Pages

Selasa, 26 Oktober 2010

Pejuang Tanpa Pamrih

  Namanya Sudarwan, Ia kini berusian 78 tahun. Dulu ketika Indonesia sedang memperjuangkan kemerdekaannya, ia termasuk pejuang rakyat yang ikut berjuang keras mengusir penjajah. Saatini ia tinggal di sebuah bilik berukuran 5 x 6 meter persegi bersama istrinya. Anaknya berjumlah sembilan dan sudah berkeluarga semua.
  Sudarwan tidak termasuk veteran yang mendapatkan dana pensiun untuk menyambung hidupnya. Ia tidak pernah mau mengurus sepeti halnya teman-teman yang lainnya. Baginya ia berjuang tidak untuk mendapatkan uang dikemudian hari. Baginya ia berjuang untuk memenuhi  panggilan hatinya. Ia mengistilahkannya dengan sebuah rasa gemas yang dengan seenak hatinya menginjak-injak harga diri bangsa.

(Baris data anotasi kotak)
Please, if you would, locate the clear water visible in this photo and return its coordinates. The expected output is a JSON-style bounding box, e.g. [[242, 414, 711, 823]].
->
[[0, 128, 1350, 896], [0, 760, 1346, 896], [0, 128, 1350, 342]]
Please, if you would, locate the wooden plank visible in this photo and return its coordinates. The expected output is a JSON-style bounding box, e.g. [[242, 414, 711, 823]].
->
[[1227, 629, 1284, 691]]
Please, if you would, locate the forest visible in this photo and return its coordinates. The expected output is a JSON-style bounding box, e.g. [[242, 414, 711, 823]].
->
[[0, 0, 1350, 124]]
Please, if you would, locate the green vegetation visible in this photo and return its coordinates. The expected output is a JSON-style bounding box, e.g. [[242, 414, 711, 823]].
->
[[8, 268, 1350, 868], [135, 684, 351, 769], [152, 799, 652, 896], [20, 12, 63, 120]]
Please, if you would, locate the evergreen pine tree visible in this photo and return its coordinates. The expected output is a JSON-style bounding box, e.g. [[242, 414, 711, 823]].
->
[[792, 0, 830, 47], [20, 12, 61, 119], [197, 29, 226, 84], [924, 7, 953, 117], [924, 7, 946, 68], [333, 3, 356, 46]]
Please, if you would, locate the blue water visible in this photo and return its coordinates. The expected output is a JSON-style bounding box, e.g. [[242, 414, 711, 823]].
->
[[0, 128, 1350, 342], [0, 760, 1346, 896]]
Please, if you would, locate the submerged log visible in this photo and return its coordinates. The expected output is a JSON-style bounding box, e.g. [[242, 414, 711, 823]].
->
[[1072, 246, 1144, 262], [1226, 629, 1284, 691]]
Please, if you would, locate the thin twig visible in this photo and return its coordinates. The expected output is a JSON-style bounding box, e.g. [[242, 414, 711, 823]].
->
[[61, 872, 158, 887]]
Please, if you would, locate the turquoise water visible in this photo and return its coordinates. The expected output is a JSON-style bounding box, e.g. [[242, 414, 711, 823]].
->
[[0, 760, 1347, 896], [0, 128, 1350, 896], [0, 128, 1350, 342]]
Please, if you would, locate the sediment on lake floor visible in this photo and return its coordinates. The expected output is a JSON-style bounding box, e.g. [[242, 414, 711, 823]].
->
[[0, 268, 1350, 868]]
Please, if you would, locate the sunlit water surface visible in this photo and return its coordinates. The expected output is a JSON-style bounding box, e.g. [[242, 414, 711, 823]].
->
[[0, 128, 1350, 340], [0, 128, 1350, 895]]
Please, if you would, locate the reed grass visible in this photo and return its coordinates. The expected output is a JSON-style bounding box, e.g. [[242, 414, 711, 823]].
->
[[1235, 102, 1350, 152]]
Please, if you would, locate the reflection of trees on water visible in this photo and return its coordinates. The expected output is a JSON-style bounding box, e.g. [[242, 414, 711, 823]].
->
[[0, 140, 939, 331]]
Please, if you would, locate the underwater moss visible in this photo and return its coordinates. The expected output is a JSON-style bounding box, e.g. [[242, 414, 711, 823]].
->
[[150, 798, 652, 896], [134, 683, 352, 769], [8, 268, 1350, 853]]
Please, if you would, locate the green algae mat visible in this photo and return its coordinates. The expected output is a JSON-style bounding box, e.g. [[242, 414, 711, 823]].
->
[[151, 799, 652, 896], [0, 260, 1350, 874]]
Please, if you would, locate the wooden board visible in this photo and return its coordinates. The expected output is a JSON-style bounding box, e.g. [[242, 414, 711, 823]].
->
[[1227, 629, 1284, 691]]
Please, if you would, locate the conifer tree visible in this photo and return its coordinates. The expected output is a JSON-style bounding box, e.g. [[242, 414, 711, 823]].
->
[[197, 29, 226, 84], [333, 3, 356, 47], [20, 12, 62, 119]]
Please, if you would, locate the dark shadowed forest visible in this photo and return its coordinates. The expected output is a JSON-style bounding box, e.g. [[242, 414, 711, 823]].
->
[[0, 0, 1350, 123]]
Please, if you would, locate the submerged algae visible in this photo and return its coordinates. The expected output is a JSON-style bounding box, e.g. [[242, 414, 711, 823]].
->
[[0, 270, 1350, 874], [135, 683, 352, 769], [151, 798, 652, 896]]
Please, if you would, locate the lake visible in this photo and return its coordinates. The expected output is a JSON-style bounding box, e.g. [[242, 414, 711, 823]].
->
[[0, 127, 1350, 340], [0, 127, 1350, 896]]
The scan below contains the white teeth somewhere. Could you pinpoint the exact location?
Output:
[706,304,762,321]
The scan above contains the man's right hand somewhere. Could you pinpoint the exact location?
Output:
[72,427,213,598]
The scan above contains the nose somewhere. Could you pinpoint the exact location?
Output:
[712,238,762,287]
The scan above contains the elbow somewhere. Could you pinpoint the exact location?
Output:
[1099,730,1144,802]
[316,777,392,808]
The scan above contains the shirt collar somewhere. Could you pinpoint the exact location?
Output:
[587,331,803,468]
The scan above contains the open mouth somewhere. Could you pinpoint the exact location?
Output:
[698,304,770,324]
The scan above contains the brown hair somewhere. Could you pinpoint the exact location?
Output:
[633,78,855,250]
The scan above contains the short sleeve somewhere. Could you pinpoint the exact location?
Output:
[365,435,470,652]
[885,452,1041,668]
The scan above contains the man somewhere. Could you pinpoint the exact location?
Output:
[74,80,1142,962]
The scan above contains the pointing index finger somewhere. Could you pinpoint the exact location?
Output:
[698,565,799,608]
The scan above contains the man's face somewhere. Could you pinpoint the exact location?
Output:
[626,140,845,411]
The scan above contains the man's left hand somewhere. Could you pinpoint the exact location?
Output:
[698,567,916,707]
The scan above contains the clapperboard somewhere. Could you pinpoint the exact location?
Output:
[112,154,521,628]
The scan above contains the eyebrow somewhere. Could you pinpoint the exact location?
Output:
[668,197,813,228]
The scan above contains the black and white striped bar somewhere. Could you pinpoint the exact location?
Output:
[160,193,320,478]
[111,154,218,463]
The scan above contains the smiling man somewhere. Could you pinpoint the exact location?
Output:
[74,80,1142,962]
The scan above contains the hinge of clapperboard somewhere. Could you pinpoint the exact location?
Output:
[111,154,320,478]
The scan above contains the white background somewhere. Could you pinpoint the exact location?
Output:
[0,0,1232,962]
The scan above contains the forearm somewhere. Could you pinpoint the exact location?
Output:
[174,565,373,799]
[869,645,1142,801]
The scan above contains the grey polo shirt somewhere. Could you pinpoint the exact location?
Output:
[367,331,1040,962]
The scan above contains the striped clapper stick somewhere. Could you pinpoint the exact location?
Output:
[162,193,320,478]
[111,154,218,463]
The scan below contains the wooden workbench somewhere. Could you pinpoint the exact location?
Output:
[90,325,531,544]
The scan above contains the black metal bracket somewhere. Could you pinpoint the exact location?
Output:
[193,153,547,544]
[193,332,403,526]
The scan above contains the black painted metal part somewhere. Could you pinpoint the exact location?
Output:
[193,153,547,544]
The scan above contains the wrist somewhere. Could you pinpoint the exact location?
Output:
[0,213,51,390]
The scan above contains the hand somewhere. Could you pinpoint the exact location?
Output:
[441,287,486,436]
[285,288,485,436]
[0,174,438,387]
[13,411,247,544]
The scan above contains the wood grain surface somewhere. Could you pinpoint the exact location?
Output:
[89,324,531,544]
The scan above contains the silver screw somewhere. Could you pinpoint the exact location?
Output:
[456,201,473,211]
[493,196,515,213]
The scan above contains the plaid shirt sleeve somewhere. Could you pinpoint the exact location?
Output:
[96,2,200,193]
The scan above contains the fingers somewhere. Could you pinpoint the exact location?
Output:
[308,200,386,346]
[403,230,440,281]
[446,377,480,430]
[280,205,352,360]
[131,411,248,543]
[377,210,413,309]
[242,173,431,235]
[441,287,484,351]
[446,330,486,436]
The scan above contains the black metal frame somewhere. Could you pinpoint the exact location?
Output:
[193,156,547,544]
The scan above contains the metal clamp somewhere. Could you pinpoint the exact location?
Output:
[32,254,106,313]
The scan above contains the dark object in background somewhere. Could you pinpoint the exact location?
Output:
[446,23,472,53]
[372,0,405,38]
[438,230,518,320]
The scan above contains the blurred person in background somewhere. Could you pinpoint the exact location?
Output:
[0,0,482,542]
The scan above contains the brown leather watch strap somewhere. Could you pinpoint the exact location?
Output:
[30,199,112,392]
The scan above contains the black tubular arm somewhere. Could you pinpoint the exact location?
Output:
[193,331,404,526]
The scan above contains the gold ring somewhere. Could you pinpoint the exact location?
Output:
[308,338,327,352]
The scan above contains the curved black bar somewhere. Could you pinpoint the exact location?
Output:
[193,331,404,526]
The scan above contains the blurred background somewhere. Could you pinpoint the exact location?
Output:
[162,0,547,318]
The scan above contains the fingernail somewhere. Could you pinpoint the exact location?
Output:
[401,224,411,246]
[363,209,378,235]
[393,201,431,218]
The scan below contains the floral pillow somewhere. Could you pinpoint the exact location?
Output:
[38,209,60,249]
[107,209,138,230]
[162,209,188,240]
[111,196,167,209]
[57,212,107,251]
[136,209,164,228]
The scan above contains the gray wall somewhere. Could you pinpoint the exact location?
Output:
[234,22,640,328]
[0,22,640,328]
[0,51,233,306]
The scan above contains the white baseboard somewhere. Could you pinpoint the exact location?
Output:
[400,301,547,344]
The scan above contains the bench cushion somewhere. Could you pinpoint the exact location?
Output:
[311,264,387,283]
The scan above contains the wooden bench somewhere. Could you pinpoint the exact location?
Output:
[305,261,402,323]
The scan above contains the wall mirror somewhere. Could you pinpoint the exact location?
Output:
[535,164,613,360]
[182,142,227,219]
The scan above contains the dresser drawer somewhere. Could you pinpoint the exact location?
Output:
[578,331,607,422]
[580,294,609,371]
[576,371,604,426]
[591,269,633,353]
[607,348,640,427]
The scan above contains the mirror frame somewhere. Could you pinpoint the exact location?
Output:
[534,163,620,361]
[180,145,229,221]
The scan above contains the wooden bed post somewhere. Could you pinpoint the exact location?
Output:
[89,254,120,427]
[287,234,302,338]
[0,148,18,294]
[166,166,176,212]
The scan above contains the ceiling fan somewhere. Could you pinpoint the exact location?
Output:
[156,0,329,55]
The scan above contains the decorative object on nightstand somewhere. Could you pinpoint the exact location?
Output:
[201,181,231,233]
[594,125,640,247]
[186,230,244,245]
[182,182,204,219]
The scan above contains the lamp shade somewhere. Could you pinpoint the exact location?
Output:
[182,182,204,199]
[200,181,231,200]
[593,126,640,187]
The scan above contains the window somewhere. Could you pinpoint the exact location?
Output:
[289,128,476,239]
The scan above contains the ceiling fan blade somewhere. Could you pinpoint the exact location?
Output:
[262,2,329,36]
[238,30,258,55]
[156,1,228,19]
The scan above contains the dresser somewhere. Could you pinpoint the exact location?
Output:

## TUGAS A
Tuliskan semua angka yang muncul dalam dua paragraf tulisan tentang Sudarwan, masing-masing dengan hal yang ditunjukkannya.
## TUGAS B
Menurut tulisan tentang Sudarwan, untuk apa ia berjuang?
## TUGAS C
Sambung tulisan tentang pejuang Sudarwan mulai sesudah kalimat terakhirnya.

## HASIL A
- 78 tahun: umur Sudarwan sekarang
- 5 x 6 meter persegi: ukuran bilik tempat ia tinggal bersama istrinya
- sembilan: jumlah anaknya

## HASIL B
Untuk memenuhi panggilan hatinya, bukan untuk mendapatkan uang di kemudian hari.

## HASIL C
  Setelah masa perjuangan selesai, ia menikahi seorang gadis yang ditemuinya di pasar. Hingga sembilan anak dan beberapa cucu. Untuk menyambung hidupnya, ia bekerja sebagaiburuh tani dan sudah 11 tahun ini bekerja sebagai pemulung, setelah ia memutuskan pindah kota beberapa waktu silam.
  Penghasilannya setiap hari sangat tidak menentu. Seringkali mereka hanya makan satu kali sehari. Mereka bertekad untuk tidak menyulitkan anak-anaknya, sehingga mereka tidak pernah meminta belas kasihan atas kondisinya. Pakaian yang dipakai pak Sudarwan dan istrinya sangat sederhana dengan beberapa sobekan disana-sini. Namun mereka merasa bahagia dengan keadaan seperti itu.
  Sebuah rutinitas yang selalu dilakuka Pak Sudarwan lakukan adalah bahwa pada setiap hari Senin ketika sebuah SD Negeri di dekat rumahnya mengadakan upacara bendera, ia selalu menyempatkan berdiri di luar pagar SD itu  untuk melakukan penghormatan kepada "Sang Saka Merah Putih" ketika sesi penghormatan bendera dilakukan. Ia selalu menitihkan air mata ketika ia melakukan penghormatan bendera dengan sikap sempurna melalui tubuh rentanya. :')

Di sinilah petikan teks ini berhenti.